§ **PAGE**:
New approach to the arithmetic expressions parsing. Fast, scalable and applicable. No stack, no state machine, no Shunting-Yard, no anything in this algorithm! It can be used in many ways depending of what we want to do with the input expression. The code-example which is given here is for transforming simple arithmetic expressions into the corresponding post-order ReversePolishNotation form. (Please note that this intermediary step is not needed anymore for expressions evaluating. Using this algorithm, the evaluation can be done in-place and much faster, which is demonstrated in evaluating-arithmetic-expression.)
I find this approach promissing because it is very fast and scalable. Regarding the speed, it beats the industry-standard 'shunting-yard' algorithm. As for scalability, it should be very simple to add new operators and rules. All the same, we can apply this algorithm/idea for quite different tasks. In a pretty much the same way, we can efficiently make AST trees, evaluate expressions, present them in post-order or pre-order form, handle unary operators and functions, etc. The applied code is expected to be small, readable and fast, as a consequence of a simple and straightforward idea.

§ **ENTRIES**:
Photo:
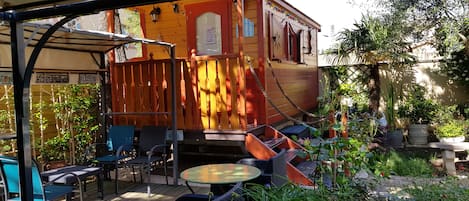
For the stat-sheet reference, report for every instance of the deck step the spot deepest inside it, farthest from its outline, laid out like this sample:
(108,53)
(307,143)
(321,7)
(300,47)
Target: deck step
(274,142)
(291,154)
(307,167)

§ **WHAT YOU NEED TO DO**:
1. According to the text on expression parsing, which industry-standard algorithm does the new approach beat in speed?
2. Please print a passage from the text on expression parsing, beginning at the words "I find this" and stopping after "and straightforward idea.".
The entries above come from a different source than the text on expression parsing.

§ **SOLUTIONS BELOW**:
1. It beats the 'shunting-yard' algorithm.

2.
I find this approach promissing because it is very fast and scalable. Regarding the speed, it beats the industry-standard 'shunting-yard' algorithm. As for scalability, it should be very simple to add new operators and rules. All the same, we can apply this algorithm/idea for quite different tasks. In a pretty much the same way, we can efficiently make AST trees, evaluate expressions, present them in post-order or pre-order form, handle unary operators and functions, etc. The applied code is expected to be small, readable and fast, as a consequence of a simple and straightforward idea.